YOUR INSTRUCTIONS:
From the line containing "For every instance of the striped" down to the last line of the material, return those lines verbatim and only those.

--- start TASK DATA ---

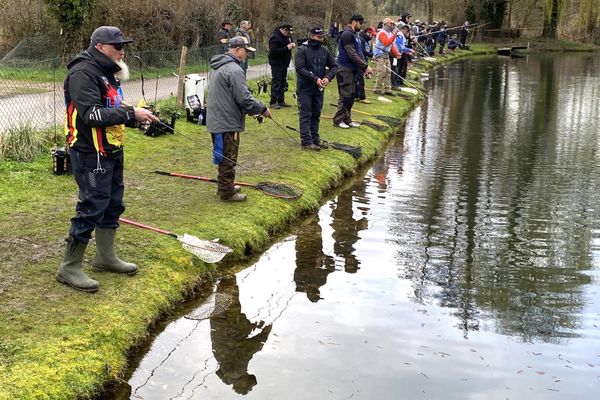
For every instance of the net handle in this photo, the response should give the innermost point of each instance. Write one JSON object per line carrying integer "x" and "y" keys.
{"x": 357, "y": 111}
{"x": 150, "y": 228}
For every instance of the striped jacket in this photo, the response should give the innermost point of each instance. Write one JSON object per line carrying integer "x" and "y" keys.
{"x": 95, "y": 115}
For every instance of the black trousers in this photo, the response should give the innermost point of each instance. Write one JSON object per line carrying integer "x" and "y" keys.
{"x": 403, "y": 68}
{"x": 360, "y": 86}
{"x": 346, "y": 88}
{"x": 101, "y": 188}
{"x": 278, "y": 83}
{"x": 310, "y": 106}
{"x": 226, "y": 169}
{"x": 396, "y": 81}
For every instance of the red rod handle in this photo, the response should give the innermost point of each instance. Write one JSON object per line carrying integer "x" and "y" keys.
{"x": 151, "y": 228}
{"x": 200, "y": 178}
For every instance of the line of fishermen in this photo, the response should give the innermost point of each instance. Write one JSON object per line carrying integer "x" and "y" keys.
{"x": 96, "y": 116}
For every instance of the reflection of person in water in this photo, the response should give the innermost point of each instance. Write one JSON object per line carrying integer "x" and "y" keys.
{"x": 312, "y": 265}
{"x": 346, "y": 228}
{"x": 233, "y": 347}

--- end TASK DATA ---

THE COMPLETED TASK:
For every instance of the striped jacket in this photo, the response should give the innermost point of each instance. Write one JSON object per line carrying integer "x" and "y" keys.
{"x": 95, "y": 115}
For every instance of the black trousers in this photo, the response should give the innermost point of each instance. Write one JSON object per line carrying integer "x" and "y" keys.
{"x": 403, "y": 68}
{"x": 360, "y": 86}
{"x": 346, "y": 88}
{"x": 101, "y": 188}
{"x": 278, "y": 83}
{"x": 310, "y": 106}
{"x": 226, "y": 169}
{"x": 396, "y": 81}
For every instance of the red rod handle in this photo, the response should give the innermost point of each instance. Write one JSON object per line carrying integer "x" and "y" keys.
{"x": 151, "y": 228}
{"x": 200, "y": 178}
For every instance of the line of fishermen in this photo, the response should give the innermost point of each instance. Write one JSON object per line carrying integer "x" and "y" keys.
{"x": 96, "y": 116}
For every instance of the reflection of person in water in this photo, the response should give the innermost point of each instance. Write one JSON object per line carrying integer "x" and "y" keys.
{"x": 312, "y": 265}
{"x": 346, "y": 228}
{"x": 233, "y": 347}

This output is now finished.